* [DATA FOR THIS EXERCISE]
· · · · ·

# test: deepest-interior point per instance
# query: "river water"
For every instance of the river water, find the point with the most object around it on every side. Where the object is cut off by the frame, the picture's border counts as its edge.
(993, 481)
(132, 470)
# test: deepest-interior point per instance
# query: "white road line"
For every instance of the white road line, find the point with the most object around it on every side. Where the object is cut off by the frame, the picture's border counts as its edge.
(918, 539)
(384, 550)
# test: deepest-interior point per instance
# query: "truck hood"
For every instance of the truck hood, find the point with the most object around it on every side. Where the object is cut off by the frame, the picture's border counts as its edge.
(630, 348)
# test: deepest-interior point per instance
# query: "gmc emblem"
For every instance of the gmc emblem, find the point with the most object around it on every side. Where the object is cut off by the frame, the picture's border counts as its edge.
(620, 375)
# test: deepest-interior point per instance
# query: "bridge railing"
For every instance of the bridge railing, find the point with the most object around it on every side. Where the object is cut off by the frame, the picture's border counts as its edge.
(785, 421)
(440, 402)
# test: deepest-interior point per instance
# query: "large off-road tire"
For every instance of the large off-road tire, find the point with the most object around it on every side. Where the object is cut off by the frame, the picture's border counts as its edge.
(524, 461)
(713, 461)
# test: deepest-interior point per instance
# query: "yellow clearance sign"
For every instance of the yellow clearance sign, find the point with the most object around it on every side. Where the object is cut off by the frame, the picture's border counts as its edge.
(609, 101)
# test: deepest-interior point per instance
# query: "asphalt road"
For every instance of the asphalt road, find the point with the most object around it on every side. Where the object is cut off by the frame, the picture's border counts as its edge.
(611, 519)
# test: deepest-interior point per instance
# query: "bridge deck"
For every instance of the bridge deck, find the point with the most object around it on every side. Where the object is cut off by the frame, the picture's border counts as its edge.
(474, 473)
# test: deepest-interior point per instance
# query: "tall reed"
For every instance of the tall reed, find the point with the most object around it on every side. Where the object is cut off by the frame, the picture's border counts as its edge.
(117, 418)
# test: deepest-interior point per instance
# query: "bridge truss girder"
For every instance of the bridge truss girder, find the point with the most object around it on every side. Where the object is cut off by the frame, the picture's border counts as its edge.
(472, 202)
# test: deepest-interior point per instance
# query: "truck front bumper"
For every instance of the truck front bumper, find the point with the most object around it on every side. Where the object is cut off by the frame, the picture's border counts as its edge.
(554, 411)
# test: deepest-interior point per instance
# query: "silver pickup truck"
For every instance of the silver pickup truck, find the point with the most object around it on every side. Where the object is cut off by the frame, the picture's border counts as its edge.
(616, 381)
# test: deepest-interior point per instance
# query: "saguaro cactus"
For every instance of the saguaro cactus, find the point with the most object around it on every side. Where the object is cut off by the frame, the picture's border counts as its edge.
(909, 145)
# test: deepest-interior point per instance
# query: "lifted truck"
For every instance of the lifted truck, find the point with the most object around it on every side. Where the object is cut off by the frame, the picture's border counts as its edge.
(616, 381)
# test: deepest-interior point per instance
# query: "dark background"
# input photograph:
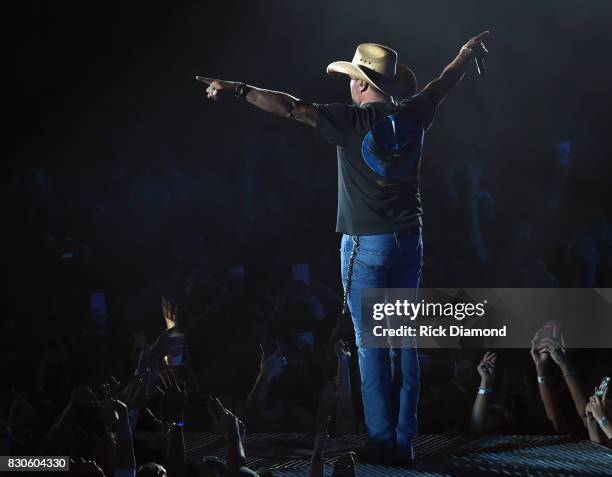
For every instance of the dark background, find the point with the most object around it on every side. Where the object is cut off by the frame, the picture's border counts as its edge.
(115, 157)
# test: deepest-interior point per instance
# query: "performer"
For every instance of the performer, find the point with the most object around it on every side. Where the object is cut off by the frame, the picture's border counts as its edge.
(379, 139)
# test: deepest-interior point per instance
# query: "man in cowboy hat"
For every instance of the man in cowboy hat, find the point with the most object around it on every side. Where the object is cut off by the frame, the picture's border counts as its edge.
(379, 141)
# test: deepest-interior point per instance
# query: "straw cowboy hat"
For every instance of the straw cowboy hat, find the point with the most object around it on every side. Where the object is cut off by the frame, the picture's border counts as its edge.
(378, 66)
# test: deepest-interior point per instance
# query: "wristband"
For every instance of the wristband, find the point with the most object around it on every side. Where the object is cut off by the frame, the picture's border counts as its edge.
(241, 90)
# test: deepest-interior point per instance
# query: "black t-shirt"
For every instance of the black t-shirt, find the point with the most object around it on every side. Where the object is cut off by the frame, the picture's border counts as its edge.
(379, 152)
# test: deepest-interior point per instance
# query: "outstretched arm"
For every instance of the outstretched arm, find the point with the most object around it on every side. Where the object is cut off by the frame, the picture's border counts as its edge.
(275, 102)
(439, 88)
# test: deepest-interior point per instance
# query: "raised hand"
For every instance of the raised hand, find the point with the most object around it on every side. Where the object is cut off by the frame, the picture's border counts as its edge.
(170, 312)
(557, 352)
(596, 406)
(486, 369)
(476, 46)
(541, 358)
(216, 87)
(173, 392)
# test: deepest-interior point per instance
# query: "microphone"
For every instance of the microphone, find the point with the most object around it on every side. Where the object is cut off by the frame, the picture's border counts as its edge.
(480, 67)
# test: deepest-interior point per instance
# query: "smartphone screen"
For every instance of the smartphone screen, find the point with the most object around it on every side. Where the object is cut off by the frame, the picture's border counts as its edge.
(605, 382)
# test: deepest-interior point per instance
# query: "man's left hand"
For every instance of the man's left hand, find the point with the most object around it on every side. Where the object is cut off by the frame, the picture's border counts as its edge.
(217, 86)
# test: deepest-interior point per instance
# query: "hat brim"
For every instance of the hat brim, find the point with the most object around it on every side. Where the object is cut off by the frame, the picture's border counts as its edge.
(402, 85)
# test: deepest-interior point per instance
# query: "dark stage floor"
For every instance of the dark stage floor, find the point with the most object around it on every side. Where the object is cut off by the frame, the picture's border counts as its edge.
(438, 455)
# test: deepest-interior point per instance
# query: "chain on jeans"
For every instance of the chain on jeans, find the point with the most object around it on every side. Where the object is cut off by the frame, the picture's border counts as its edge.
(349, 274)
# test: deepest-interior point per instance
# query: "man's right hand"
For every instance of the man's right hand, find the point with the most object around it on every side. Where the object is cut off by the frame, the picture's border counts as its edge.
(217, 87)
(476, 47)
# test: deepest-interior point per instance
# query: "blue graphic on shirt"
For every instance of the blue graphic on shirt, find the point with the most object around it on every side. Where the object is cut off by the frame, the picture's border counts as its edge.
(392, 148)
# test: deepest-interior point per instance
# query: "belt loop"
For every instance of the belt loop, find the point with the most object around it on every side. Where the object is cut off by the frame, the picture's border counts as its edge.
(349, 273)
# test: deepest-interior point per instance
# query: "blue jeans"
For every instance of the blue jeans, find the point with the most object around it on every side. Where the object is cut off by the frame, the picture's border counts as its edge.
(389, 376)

· · · · ·

* [WHAT IS BEING ASKED] Repeat verbatim all the material, but not the pictures.

* [OUTPUT]
# test: deepest-interior point per instance
# query: "river water"
For every instance of the river water, find the point with the most object around it on every side. Where the object is cut off by the frame, the picture's border counts as its edge.
(993, 481)
(132, 470)
# test: deepest-interior point per instance
# query: "white road line"
For every instance of the white road line, find the point with the most object around it on every side. Where the object is cut off by the frame, the picture's border counts as its edge.
(918, 539)
(384, 550)
# test: deepest-interior point per instance
# query: "truck hood"
For every instance of the truck hood, find the point with the most object around it on every side. Where the object is cut off by the frame, the picture's border counts as its edge.
(630, 348)
# test: deepest-interior point per instance
# query: "gmc emblem"
For every instance of the gmc emblem, find the point with the most object around it on every side. Where the object is cut off by the frame, the picture's border counts as its edge.
(620, 375)
# test: deepest-interior point per instance
# query: "bridge railing"
For every instance of the bridge railing, find the point with the most object around it on every side. Where the object is cut off by the frame, the picture's border counts as its edge.
(785, 421)
(440, 402)
# test: deepest-interior point per instance
# query: "large off-road tire"
For every instance of the large off-road tire, find the point with the most object around it on every side. Where the object is cut off by the frame, the picture's border counts as its edge.
(524, 461)
(713, 461)
# test: deepest-interior point per instance
# query: "yellow clearance sign"
For every instance of the yellow clearance sign, find the point with the most object around it on every side. Where the object is cut off by the frame, the picture's border counts as its edge.
(609, 101)
# test: deepest-interior point per instance
# query: "asphalt road"
For every instance of the asphalt road, find the point with the most object around it on every side. Where the object is cut off by the frame, the picture's border counts as its edge.
(611, 519)
# test: deepest-interior point per instance
# query: "bridge deck"
For every instance of the bridge deck, find the point with the most object around it on every side. Where the object is cut off by the frame, the picture's border counts as its edge.
(474, 473)
# test: deepest-interior point per instance
# query: "tall reed"
For every instance of the tall reed, find the point with the most object around it on every side. Where the object is cut off by the frame, the picture's border counts as its edge.
(117, 418)
# test: deepest-interior point per instance
# query: "bridge truss girder"
For every instance of the bridge truss girder, find the point with the most object around it on every side. Where the object is cut off by the frame, the picture's border counts as its edge.
(472, 202)
# test: deepest-interior point per instance
# query: "truck front bumper"
For every instance of the truck front bumper, find the point with the most object around it on every side. Where the object is cut off by the frame, the picture's border counts as its edge.
(554, 411)
# test: deepest-interior point per instance
# query: "silver pickup truck"
For every instance of the silver pickup truck, find the point with the most object around it on every side. Where the object is cut off by the frame, the picture's border counts as its edge.
(616, 381)
# test: deepest-interior point per instance
# query: "saguaro cactus"
For every instance of the saguaro cactus, find the point with the most object around it on every side. Where the object is cut off by the frame, the picture's border counts as its edge.
(909, 145)
# test: deepest-interior point per instance
# query: "lifted truck"
For every instance of the lifted truck, find the point with the most object around it on every side. Where the object is cut off by the frame, the picture's border counts as its edge.
(616, 381)
# test: deepest-interior point per instance
# query: "dark background"
# input photograph:
For every instance of the dark background, find the point with the most object around it on every side. Where the object is cut off by the frame, the picture's border counts as its edge.
(115, 157)
# test: deepest-interior point per instance
# query: "performer"
For every instance of the performer, find the point with the most object around it on every side. Where the object is cut off by the frame, the picture's border counts as its edge.
(379, 139)
# test: deepest-interior point per instance
# query: "man in cowboy hat"
For every instance of the man in cowboy hat, find the point with the most object around it on every side. Where the object is cut off by the frame, the picture's border counts as its edge.
(379, 141)
# test: deepest-interior point per instance
# query: "straw cowboy hat"
For every instance of the straw cowboy hat, find the point with the most object around it on every side. Where the object is cut off by the frame, the picture's border counts as its edge.
(378, 66)
# test: deepest-interior point per instance
# query: "wristband"
For every instance of the wristband, find the point with the most object around it on every side. Where the object is cut off by the frame, the picture's border counts as its edge.
(241, 90)
# test: deepest-interior point per instance
# query: "black t-shirt"
For every instance of the black t-shirt, find the point with the most object around it on every side. Where the object is cut off by the frame, the picture's border counts as its edge.
(379, 152)
# test: deepest-interior point per instance
# query: "outstretched arm"
For every instance of the outstretched arm, find the point with the most object around it on every side. Where the object is cut off by the frame, the picture's border counts as its edge.
(275, 102)
(439, 88)
# test: deepest-interior point per instance
# query: "raised hand"
For every instance of the raised hand, find the point with the most object around it on every side. Where the object is cut off by the frame, the picture's border counts as its edge.
(170, 312)
(557, 352)
(596, 406)
(486, 369)
(476, 46)
(541, 358)
(216, 87)
(173, 392)
# test: deepest-interior point per instance
# query: "microphone"
For every instance of the microphone, find the point with the most object around it on every side. Where the object is cut off by the frame, the picture's border counts as its edge.
(480, 67)
# test: deepest-interior point per instance
# query: "smartphone screen"
For every instance of the smartphone screen, find the point with the most object around it on every side. Where the object is cut off by the frame, the picture's border counts as its edge.
(605, 382)
# test: deepest-interior point per instance
# query: "man's left hand"
For every instance of the man's left hand, find the point with the most object around it on every side. Where the object is cut off by the frame, the picture's border counts as its edge.
(217, 86)
# test: deepest-interior point per instance
# query: "hat brim"
For every instance of the hat brim, find the point with the most object around it on every side. Where the object is cut off by the frame, the picture's border counts as its edge.
(402, 85)
# test: deepest-interior point per instance
# query: "dark stage floor"
For every instance of the dark stage floor, find the point with the most object around it on every side. Where the object is cut off by the frame, the picture's border counts as its edge.
(438, 455)
# test: deepest-interior point per instance
# query: "chain on jeans"
For every instance of the chain on jeans, find the point with the most object around it on every side. Where the object is cut off by the frame, the picture's border counts as its edge.
(349, 274)
# test: deepest-interior point per instance
# query: "man's right hand"
For every instance of the man's right hand, find the point with the most object around it on every side. Where the object is cut off by the frame, the picture's border counts as its edge.
(217, 87)
(476, 47)
# test: deepest-interior point per instance
# query: "blue graphic on shirt"
For every instance of the blue graphic on shirt, find the point with the most object around it on every side. Where the object is cut off by the frame, the picture's border counts as its edge.
(392, 148)
# test: deepest-interior point per instance
# query: "belt loop"
For every instance of the belt loop, find the point with the most object around it on every side. Where the object is cut off by the frame, the picture's border counts as its edge.
(349, 273)
# test: deepest-interior point per instance
# query: "blue jeans"
For every instance of the blue jeans, find the point with the most object around it on every side. Where the object is cut off by the frame, the picture's border counts as its edge.
(389, 376)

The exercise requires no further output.